### Written tasks
A – Answer each of these questions using the forum excerpt:
(i) Where, early in the game, does the poster mention deciding to kill Jax?
(ii) In Fallout3, which point could the poster not get past?
(iii) Which KotOR character does Vintage Paw keep seeing as Kaidan from ME?
B – Summarize the forum excerpt in two sentences.
C – From the forum excerpt, extract the part that opens with the words containing "This is also" and closes with "guess I'll cope.", copying it word for word.

### Excerpt
—————

This is also why I like new game + - because you can go back and play again on a much harder difficulty without any of the random difficulty spikes you would get first time around. Like, if I decide to kill Jax in the lower markets early on in the game I have to do it on a lower diff. level or I die too much. No new game + in ME2 though, but I guess I'll cope.

sesquipedlian - and I couldn't get past Megaton in Fallout3, I wanted to gouge my eyes out. Can't see me every going back and trying it again. Hated it. Ugh. Horses for courses.


----------



## Vintage Paw (Dec 22, 2009)

Incidentally, I got KotOR for xbox t'other day, out of curiosity and because everyone speaks so highly of it. It's insanely buggy on the 360, which is probably to be expected, and I worry for my RROD status as I can't install it to the HDD. I think I've been spoiled by Bioware's most recent fare, because I can't really get into it. I got as far as getting to that first planet that is in lockdown, and getting past the sith to the lower underground part of the city, then got asked to do something re a gang war down there, then gave up. I don't feel remotely attached to the story yet, but I suppose it's way too early. How long is that game? Also, can't stop seeing Carth as Kaidan from ME - one of the pitfalls of recognising voice actors.

—————

### Raw records
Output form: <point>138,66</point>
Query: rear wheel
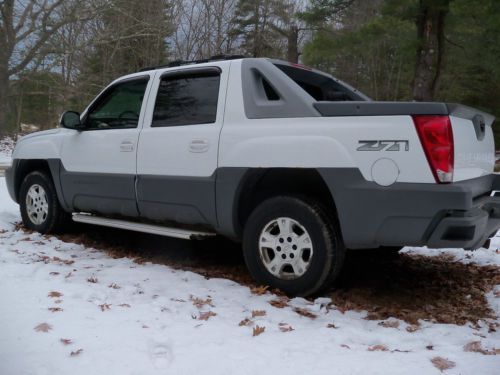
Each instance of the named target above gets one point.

—————

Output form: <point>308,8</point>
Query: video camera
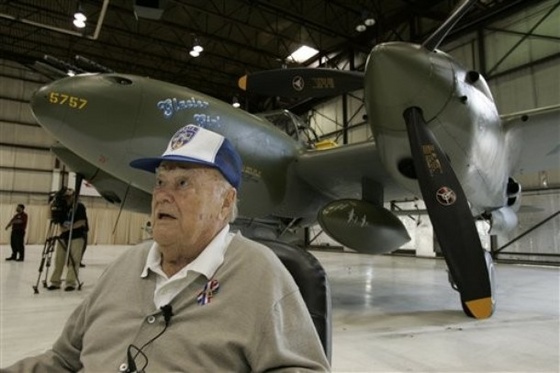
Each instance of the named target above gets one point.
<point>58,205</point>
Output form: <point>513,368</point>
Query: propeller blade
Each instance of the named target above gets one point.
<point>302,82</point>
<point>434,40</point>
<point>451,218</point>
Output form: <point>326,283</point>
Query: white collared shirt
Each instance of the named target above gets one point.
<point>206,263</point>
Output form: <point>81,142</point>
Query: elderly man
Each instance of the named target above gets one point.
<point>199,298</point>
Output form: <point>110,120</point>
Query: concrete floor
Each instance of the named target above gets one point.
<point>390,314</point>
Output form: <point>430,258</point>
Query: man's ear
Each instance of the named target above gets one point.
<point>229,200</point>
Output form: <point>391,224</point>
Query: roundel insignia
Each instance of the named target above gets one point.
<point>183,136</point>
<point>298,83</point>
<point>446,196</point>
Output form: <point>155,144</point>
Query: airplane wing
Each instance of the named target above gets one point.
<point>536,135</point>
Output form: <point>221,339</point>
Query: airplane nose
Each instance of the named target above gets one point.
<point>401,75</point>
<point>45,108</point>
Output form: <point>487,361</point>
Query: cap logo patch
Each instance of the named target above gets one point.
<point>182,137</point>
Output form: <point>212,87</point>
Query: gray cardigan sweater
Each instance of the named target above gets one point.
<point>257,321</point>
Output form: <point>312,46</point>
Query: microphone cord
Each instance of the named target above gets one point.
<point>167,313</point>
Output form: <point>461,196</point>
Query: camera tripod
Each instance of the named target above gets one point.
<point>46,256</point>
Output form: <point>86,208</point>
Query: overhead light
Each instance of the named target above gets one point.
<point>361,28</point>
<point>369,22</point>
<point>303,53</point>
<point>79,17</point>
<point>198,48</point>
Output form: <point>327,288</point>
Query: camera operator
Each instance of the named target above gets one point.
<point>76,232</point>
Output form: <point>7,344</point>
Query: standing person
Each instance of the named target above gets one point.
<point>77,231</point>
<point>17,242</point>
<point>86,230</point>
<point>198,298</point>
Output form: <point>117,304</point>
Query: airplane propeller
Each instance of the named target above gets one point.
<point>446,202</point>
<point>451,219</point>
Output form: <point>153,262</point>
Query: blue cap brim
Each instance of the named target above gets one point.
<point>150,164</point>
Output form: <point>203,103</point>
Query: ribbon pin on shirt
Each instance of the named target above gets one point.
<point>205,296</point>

—————

### Answers per task
A –
(i) In the lower markets.
(ii) Megaton.
(iii) Carth.

B – The forum excerpt opens with praise for new game +, which allows a game to be replayed on a much harder difficulty without the random difficulty spikes of a first playthrough, along with a note that ME2 lacks it and a complaint about being unable to get past Megaton in Fallout3. In a post dated Dec 22, 2009, Vintage Paw reports that KotOR is insanely buggy on the 360 and hard to get into, and says they gave up after being asked to do something about a gang war in the lower underground part of the city.

C –
This is also why I like new game + - because you can go back and play again on a much harder difficulty without any of the random difficulty spikes you would get first time around. Like, if I decide to kill Jax in the lower markets early on in the game I have to do it on a lower diff. level or I die too much. No new game + in ME2 though, but I guess I'll cope.